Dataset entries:
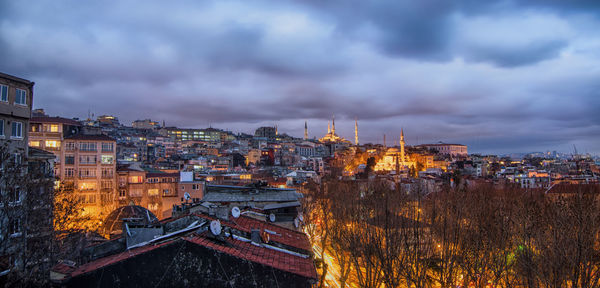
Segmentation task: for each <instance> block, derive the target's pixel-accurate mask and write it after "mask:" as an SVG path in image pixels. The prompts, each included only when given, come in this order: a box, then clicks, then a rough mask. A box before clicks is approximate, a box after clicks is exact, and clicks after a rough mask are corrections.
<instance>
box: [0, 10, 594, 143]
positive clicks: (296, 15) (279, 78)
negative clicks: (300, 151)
mask: <svg viewBox="0 0 600 288" xmlns="http://www.w3.org/2000/svg"><path fill="white" fill-rule="evenodd" d="M4 4H6V5H5V6H4V7H3V9H0V19H1V20H0V71H2V72H5V73H9V74H14V75H17V76H21V77H24V78H27V79H31V80H33V81H35V82H36V87H35V96H34V97H35V100H34V106H35V107H42V108H46V110H47V111H48V112H49V113H51V114H54V115H61V116H67V117H85V116H87V111H88V109H89V110H90V111H91V112H93V113H95V114H96V115H100V114H114V115H116V116H118V117H119V118H120V119H121V121H122V122H124V123H130V122H131V121H133V120H135V119H143V118H153V119H155V120H166V122H167V125H177V126H181V127H206V126H207V125H209V124H210V125H212V126H213V127H221V128H229V129H233V130H235V131H245V132H252V130H253V129H254V128H256V127H257V126H260V125H274V124H278V125H279V127H280V130H282V131H283V132H287V131H289V133H291V134H294V133H295V135H296V136H301V135H302V129H303V123H304V121H305V120H307V121H309V127H310V128H309V130H310V134H311V136H319V137H320V136H322V134H324V133H325V132H326V127H327V121H328V120H329V119H330V118H331V115H332V114H334V113H335V115H336V124H337V128H338V131H339V133H340V134H341V135H342V136H346V137H347V138H352V136H353V127H354V126H353V121H354V118H355V117H358V119H359V121H360V123H359V126H360V131H361V135H360V138H361V142H363V143H364V142H381V141H382V135H383V134H384V133H386V134H388V137H389V138H388V140H389V142H390V143H391V141H393V139H396V140H397V138H398V135H399V131H400V128H401V127H404V128H405V132H407V135H410V136H407V139H408V141H409V144H415V143H423V142H437V141H446V142H461V143H465V144H468V145H470V147H472V148H473V149H471V150H472V151H483V152H494V151H498V152H510V151H522V150H546V149H549V150H554V149H556V150H560V149H565V148H562V147H567V148H566V149H569V148H568V147H570V146H572V144H576V145H577V146H578V148H579V147H580V146H581V149H582V150H584V151H585V149H588V150H589V151H590V152H595V153H600V150H598V147H597V144H594V143H598V141H599V140H600V139H599V137H600V136H599V135H598V133H597V131H598V129H599V127H600V118H599V117H600V116H599V115H600V114H598V113H597V108H598V107H600V102H599V101H600V100H599V99H600V95H599V94H598V93H599V92H598V91H600V87H599V86H598V84H597V79H600V70H598V68H597V67H599V66H600V54H598V52H597V51H598V50H600V44H599V43H600V32H598V31H595V30H594V29H591V28H590V27H596V26H598V25H599V22H600V20H599V18H598V15H600V8H599V4H598V1H558V0H557V1H476V0H468V1H467V0H465V1H433V0H425V1H359V0H351V1H346V0H344V1H341V0H340V1H287V2H286V1H279V2H266V1H202V2H200V3H196V2H195V1H181V2H176V3H171V4H169V5H164V4H163V3H160V2H146V3H144V5H140V4H139V3H137V2H135V1H127V0H125V1H115V2H112V3H108V4H107V3H104V2H100V1H98V2H95V1H92V2H85V3H83V2H78V1H70V2H69V1H67V2H56V1H38V2H36V3H28V2H27V1H12V2H9V3H4Z"/></svg>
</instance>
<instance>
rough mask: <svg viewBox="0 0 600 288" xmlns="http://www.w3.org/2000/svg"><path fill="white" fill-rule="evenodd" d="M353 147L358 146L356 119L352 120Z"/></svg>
mask: <svg viewBox="0 0 600 288" xmlns="http://www.w3.org/2000/svg"><path fill="white" fill-rule="evenodd" d="M354 145H358V119H357V118H356V117H355V118H354Z"/></svg>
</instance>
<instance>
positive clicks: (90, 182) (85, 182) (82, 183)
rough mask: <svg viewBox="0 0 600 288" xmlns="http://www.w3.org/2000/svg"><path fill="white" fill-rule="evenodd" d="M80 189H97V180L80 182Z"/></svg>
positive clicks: (90, 190)
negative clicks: (95, 181) (96, 183)
mask: <svg viewBox="0 0 600 288" xmlns="http://www.w3.org/2000/svg"><path fill="white" fill-rule="evenodd" d="M79 190H81V191H91V190H96V182H82V183H81V184H79Z"/></svg>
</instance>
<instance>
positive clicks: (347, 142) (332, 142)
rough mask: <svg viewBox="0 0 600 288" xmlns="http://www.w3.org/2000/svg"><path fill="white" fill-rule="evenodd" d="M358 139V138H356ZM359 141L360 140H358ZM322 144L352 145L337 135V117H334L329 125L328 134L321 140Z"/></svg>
mask: <svg viewBox="0 0 600 288" xmlns="http://www.w3.org/2000/svg"><path fill="white" fill-rule="evenodd" d="M357 125H358V124H355V134H356V135H358V130H357V129H358V128H357ZM356 139H358V138H356ZM357 141H358V140H357ZM319 142H321V143H338V144H351V142H350V141H348V140H346V139H344V138H342V137H340V136H338V135H337V134H335V116H333V117H332V119H331V123H327V134H325V136H323V138H321V139H319ZM357 144H358V143H357Z"/></svg>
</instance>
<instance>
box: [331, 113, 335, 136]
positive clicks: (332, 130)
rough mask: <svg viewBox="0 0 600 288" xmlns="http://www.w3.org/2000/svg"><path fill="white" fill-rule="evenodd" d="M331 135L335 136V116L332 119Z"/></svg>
mask: <svg viewBox="0 0 600 288" xmlns="http://www.w3.org/2000/svg"><path fill="white" fill-rule="evenodd" d="M331 134H333V135H335V114H333V117H332V118H331Z"/></svg>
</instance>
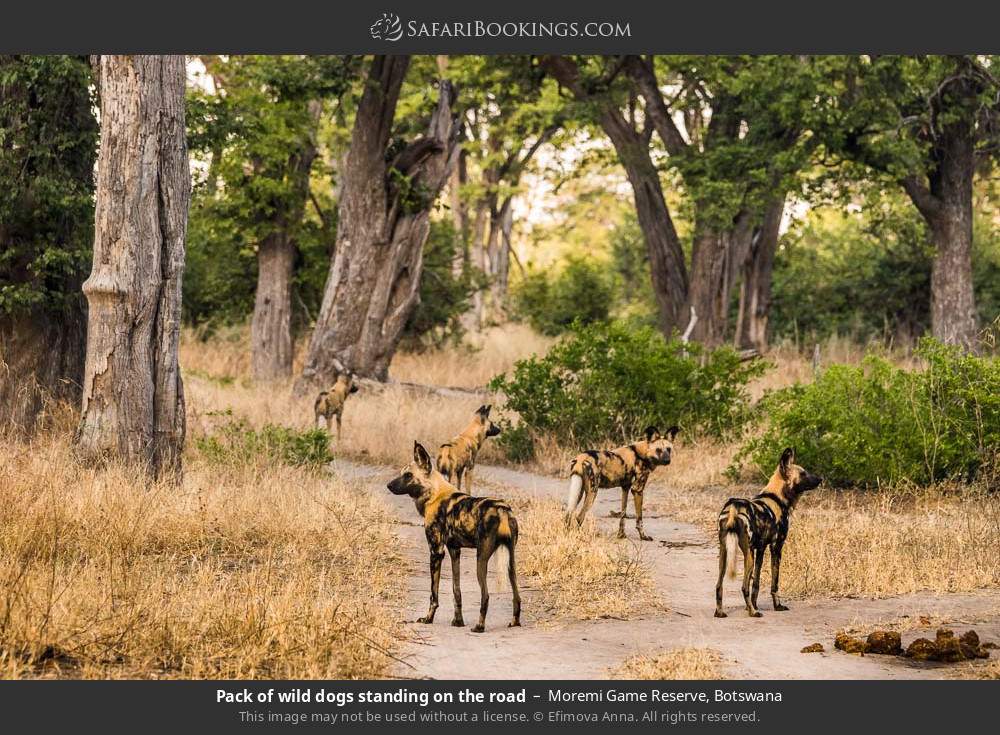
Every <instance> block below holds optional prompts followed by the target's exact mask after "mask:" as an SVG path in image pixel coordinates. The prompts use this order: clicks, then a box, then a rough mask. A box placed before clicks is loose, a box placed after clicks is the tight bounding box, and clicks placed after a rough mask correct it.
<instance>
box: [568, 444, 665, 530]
mask: <svg viewBox="0 0 1000 735" xmlns="http://www.w3.org/2000/svg"><path fill="white" fill-rule="evenodd" d="M678 431H680V429H679V428H678V427H676V426H671V427H670V428H669V429H667V432H666V434H661V433H660V432H659V430H658V429H657V428H656V427H655V426H650V427H648V428H647V429H646V431H645V437H644V438H643V439H640V440H639V441H637V442H633V443H632V444H628V445H626V446H624V447H618V448H617V449H591V450H588V451H586V452H583V453H581V454H578V455H576V457H575V458H574V459H573V461H572V462H571V463H570V468H569V495H568V497H567V498H566V523H567V525H571V524H572V523H573V522H574V520H575V522H576V524H577V525H579V524H581V523H583V519H584V516H586V515H587V511H589V510H590V506H592V505H593V504H594V500H595V498H596V497H597V491H598V489H600V488H607V487H620V488H621V489H622V509H621V513H619V514H617V515H618V517H619V518H620V521H619V524H618V537H619V538H624V537H625V506H626V505H627V504H628V494H629V492H631V493H632V498H633V500H634V502H635V527H636V530H637V531H638V532H639V538H641V539H642V540H643V541H652V537H651V536H647V535H646V534H645V533H644V532H643V530H642V493H643V491H644V490H645V489H646V482H647V481H648V480H649V475H650V473H652V471H653V470H654V469H656V468H657V467H659V466H660V465H668V464H670V455H671V453H672V451H673V447H674V445H673V441H674V437H675V436H677V432H678ZM581 499H582V500H583V504H582V506H581V507H580V511H579V513H577V515H576V516H575V519H574V515H573V514H574V511H575V510H576V507H577V505H580V501H581Z"/></svg>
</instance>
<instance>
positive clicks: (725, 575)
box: [715, 447, 823, 618]
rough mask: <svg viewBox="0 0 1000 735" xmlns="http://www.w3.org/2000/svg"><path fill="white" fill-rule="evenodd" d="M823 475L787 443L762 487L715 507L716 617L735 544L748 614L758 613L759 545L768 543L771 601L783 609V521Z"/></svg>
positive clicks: (787, 530) (725, 616)
mask: <svg viewBox="0 0 1000 735" xmlns="http://www.w3.org/2000/svg"><path fill="white" fill-rule="evenodd" d="M822 481H823V480H822V478H820V477H817V476H816V475H813V474H811V473H809V472H807V471H806V470H804V469H802V468H801V467H799V465H797V464H795V450H794V449H792V448H791V447H788V448H786V449H785V451H784V452H782V453H781V460H780V461H779V462H778V467H777V469H776V470H775V471H774V474H773V475H771V481H770V482H768V483H767V487H765V488H764V491H763V492H761V493H759V494H758V495H757V496H756V497H754V499H753V500H747V499H746V498H730V499H729V500H727V501H726V504H725V505H723V506H722V512H721V513H719V581H718V583H717V584H716V585H715V617H717V618H724V617H726V613H725V612H723V610H722V580H723V578H724V577H725V576H726V574H727V573H728V574H729V576H730V577H733V578H735V577H736V549H737V548H739V549H740V550H742V552H743V601H744V603H746V606H747V613H749V615H750V617H752V618H759V617H760V616H761V612H760V610H758V609H757V593H758V592H760V570H761V567H762V566H763V564H764V550H765V549H768V548H769V549H770V550H771V601H772V602H773V603H774V609H775V610H776V611H779V612H781V611H784V610H787V609H788V608H787V607H785V606H784V605H782V604H781V601H780V600H779V599H778V575H779V573H780V571H781V548H782V546H784V545H785V537H786V536H787V535H788V521H789V519H790V518H791V515H792V509H793V508H794V507H795V504H796V503H797V502H798V500H799V498H800V497H801V496H802V494H803V493H804V492H806V491H808V490H812V489H813V488H815V487H817V486H818V485H819V484H820V483H821V482H822ZM751 578H752V580H753V588H752V589H751V586H750V582H751Z"/></svg>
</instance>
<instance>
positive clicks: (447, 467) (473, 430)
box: [437, 406, 500, 493]
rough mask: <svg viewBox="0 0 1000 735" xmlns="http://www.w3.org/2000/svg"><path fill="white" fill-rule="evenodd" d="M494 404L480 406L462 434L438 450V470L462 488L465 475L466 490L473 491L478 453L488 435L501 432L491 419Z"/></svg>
mask: <svg viewBox="0 0 1000 735" xmlns="http://www.w3.org/2000/svg"><path fill="white" fill-rule="evenodd" d="M491 408H492V406H480V407H479V408H478V409H476V413H475V416H474V417H473V419H472V423H470V424H469V425H468V426H466V427H465V429H464V430H463V431H462V433H461V434H459V435H458V436H456V437H455V438H454V439H452V440H451V441H450V442H447V443H446V444H442V445H441V449H440V450H438V461H437V467H438V472H440V473H441V474H442V475H444V476H445V479H447V480H448V482H453V481H454V483H455V487H457V488H458V489H459V490H461V489H462V477H463V476H464V477H465V492H467V493H471V492H472V470H473V468H474V467H475V466H476V455H478V454H479V450H480V449H482V447H483V443H484V442H485V441H486V439H487V437H491V436H496V435H497V434H499V433H500V427H499V426H497V425H496V424H494V423H493V422H492V421H490V409H491Z"/></svg>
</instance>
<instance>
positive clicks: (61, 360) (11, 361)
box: [0, 281, 85, 433]
mask: <svg viewBox="0 0 1000 735" xmlns="http://www.w3.org/2000/svg"><path fill="white" fill-rule="evenodd" d="M77 283H78V284H79V281H77ZM84 335H85V327H84V311H83V309H82V308H81V305H79V304H74V305H72V306H70V307H67V308H66V309H64V310H63V311H61V312H59V313H50V312H47V311H45V310H42V309H37V310H35V311H33V312H30V313H27V314H20V315H17V316H0V433H2V431H3V430H4V429H8V428H12V429H14V430H16V431H18V432H25V433H31V432H32V431H33V430H34V428H35V426H36V423H37V422H38V420H39V419H40V418H42V417H43V416H44V410H45V408H46V406H47V405H48V404H50V403H51V402H59V401H66V402H72V403H74V404H75V403H76V401H78V400H79V398H80V383H81V381H82V380H83V348H84Z"/></svg>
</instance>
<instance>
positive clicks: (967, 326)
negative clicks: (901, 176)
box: [902, 119, 978, 350]
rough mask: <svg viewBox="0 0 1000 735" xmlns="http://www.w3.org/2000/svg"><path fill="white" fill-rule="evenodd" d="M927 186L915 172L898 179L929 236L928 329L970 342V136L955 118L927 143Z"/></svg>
mask: <svg viewBox="0 0 1000 735" xmlns="http://www.w3.org/2000/svg"><path fill="white" fill-rule="evenodd" d="M932 157H933V164H934V165H933V167H932V168H931V170H930V171H929V173H928V176H927V181H928V182H929V187H928V186H927V185H925V184H924V182H923V181H921V180H920V179H918V178H917V177H909V178H907V179H904V180H903V182H902V184H903V188H904V189H905V190H906V192H907V194H908V195H909V197H910V199H911V200H912V201H913V203H914V205H915V206H916V207H917V209H918V210H919V211H920V214H921V215H922V216H923V217H924V220H925V221H926V222H927V225H928V227H929V229H930V233H931V239H932V240H933V242H934V260H933V263H932V265H931V333H932V334H933V335H934V337H935V339H938V340H941V341H942V342H944V343H946V344H954V345H960V346H961V347H963V348H965V349H967V350H973V349H975V347H976V338H977V333H978V332H977V318H976V317H977V315H976V299H975V292H974V291H973V284H972V185H973V179H974V177H975V139H974V135H973V131H972V130H971V126H970V125H969V124H968V123H967V122H966V121H965V120H961V119H960V120H957V121H956V122H954V123H953V124H951V125H949V126H948V127H946V128H945V130H944V131H942V132H941V133H940V134H939V135H938V137H937V140H936V145H935V146H934V148H933V149H932Z"/></svg>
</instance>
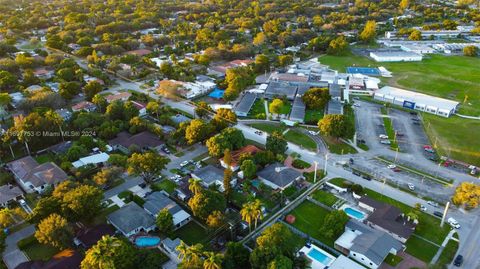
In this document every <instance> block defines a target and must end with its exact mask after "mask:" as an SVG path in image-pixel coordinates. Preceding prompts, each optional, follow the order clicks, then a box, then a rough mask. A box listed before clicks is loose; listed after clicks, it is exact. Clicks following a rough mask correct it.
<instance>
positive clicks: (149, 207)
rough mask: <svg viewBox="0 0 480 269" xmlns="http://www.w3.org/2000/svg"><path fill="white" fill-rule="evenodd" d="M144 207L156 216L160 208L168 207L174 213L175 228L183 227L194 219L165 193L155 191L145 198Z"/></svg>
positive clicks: (168, 208)
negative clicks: (183, 226)
mask: <svg viewBox="0 0 480 269" xmlns="http://www.w3.org/2000/svg"><path fill="white" fill-rule="evenodd" d="M143 208H144V209H145V210H146V211H147V212H148V213H149V214H150V215H152V216H154V217H155V218H156V217H157V215H158V212H160V210H162V209H164V208H166V209H168V212H170V214H172V217H173V225H174V226H175V229H178V228H180V227H182V226H183V225H185V224H187V223H188V222H189V221H190V220H192V218H191V216H190V214H188V213H187V212H186V211H185V210H183V209H182V208H181V207H180V206H179V205H178V204H177V203H175V202H174V201H173V200H172V199H170V198H169V197H168V196H167V195H166V194H165V193H163V192H160V191H157V192H153V193H151V194H150V195H148V196H147V197H146V198H145V204H143Z"/></svg>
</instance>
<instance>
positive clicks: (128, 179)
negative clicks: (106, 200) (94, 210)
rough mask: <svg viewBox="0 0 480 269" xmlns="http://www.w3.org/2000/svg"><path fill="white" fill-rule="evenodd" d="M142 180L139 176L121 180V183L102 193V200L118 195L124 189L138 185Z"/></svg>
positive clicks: (129, 187)
mask: <svg viewBox="0 0 480 269" xmlns="http://www.w3.org/2000/svg"><path fill="white" fill-rule="evenodd" d="M144 182H145V181H144V180H143V179H142V178H141V177H127V178H125V182H123V183H122V184H121V185H118V186H116V187H115V188H113V189H110V190H108V191H106V192H105V193H104V194H103V200H108V199H110V198H111V197H113V196H115V195H118V194H119V193H121V192H123V191H126V190H128V189H130V188H132V187H135V186H137V185H140V184H142V183H144Z"/></svg>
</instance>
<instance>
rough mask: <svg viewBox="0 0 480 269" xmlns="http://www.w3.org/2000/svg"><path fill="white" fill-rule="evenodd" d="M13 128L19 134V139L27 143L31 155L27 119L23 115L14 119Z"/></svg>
mask: <svg viewBox="0 0 480 269" xmlns="http://www.w3.org/2000/svg"><path fill="white" fill-rule="evenodd" d="M13 126H14V128H15V131H16V132H17V138H18V140H20V141H21V142H23V143H25V147H26V148H27V153H28V155H30V148H29V147H28V137H29V135H28V134H27V129H28V126H27V123H26V120H25V117H24V116H23V115H18V116H17V117H15V118H13Z"/></svg>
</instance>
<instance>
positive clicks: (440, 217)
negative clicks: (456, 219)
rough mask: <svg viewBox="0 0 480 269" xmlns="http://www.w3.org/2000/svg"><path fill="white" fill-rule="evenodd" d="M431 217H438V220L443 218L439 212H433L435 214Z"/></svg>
mask: <svg viewBox="0 0 480 269" xmlns="http://www.w3.org/2000/svg"><path fill="white" fill-rule="evenodd" d="M433 215H435V216H437V217H439V218H443V213H442V212H440V211H435V212H433Z"/></svg>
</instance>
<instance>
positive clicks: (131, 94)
mask: <svg viewBox="0 0 480 269" xmlns="http://www.w3.org/2000/svg"><path fill="white" fill-rule="evenodd" d="M130 96H132V94H131V93H129V92H120V93H116V94H110V95H107V96H106V97H105V100H107V102H108V103H112V102H114V101H118V100H120V101H123V102H125V101H127V100H128V98H130Z"/></svg>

INSTRUCTIONS FOR THE TASK:
Every line above from the line with "404L480 406L462 434L438" to the line with "box: [902, 119, 978, 350]", both included, must be reproduced exactly, and no other line may appear.

SOLUTION FOR THIS TASK:
rough mask: <svg viewBox="0 0 1000 735" xmlns="http://www.w3.org/2000/svg"><path fill="white" fill-rule="evenodd" d="M494 404L480 406L462 434L438 450V470L462 488L465 475L466 490L473 491L478 453L488 435L501 432L491 419Z"/></svg>
mask: <svg viewBox="0 0 1000 735" xmlns="http://www.w3.org/2000/svg"><path fill="white" fill-rule="evenodd" d="M491 408H492V406H480V407H479V408H478V409H476V413H475V416H474V417H473V419H472V423H470V424H469V425H468V426H466V427H465V429H464V430H463V431H462V433H461V434H459V435H458V436H456V437H455V438H454V439H452V440H451V441H450V442H447V443H446V444H442V445H441V449H440V450H438V461H437V467H438V472H440V473H441V474H442V475H444V476H445V479H447V480H448V482H453V481H454V483H455V487H457V488H458V489H459V490H461V489H462V477H463V476H464V477H465V492H467V493H471V492H472V470H473V468H474V467H475V466H476V455H478V454H479V450H480V449H482V447H483V443H484V442H485V441H486V439H487V437H491V436H496V435H497V434H499V433H500V427H499V426H497V425H496V424H494V423H493V422H492V421H490V409H491Z"/></svg>
</instance>
<instance>
positive clicks: (61, 360) (11, 361)
box: [0, 281, 85, 433]
mask: <svg viewBox="0 0 1000 735" xmlns="http://www.w3.org/2000/svg"><path fill="white" fill-rule="evenodd" d="M77 283H78V284H79V281H77ZM84 335H85V327H84V311H83V309H82V308H81V305H79V304H74V305H72V306H70V307H67V308H66V309H64V310H63V311H61V312H59V313H50V312H47V311H45V310H42V309H37V310H35V311H33V312H30V313H27V314H20V315H17V316H0V433H2V431H3V430H4V429H8V428H12V429H14V430H16V431H18V432H25V433H31V432H32V431H33V430H34V428H35V426H36V423H37V422H38V420H39V419H40V418H42V417H43V416H44V410H45V408H46V406H47V405H48V404H50V403H51V402H59V401H66V402H72V403H74V404H75V403H76V401H78V400H79V398H80V383H81V381H82V380H83V348H84Z"/></svg>
</instance>
<instance>
positive clicks: (967, 326)
negative clicks: (901, 176)
box: [902, 119, 978, 350]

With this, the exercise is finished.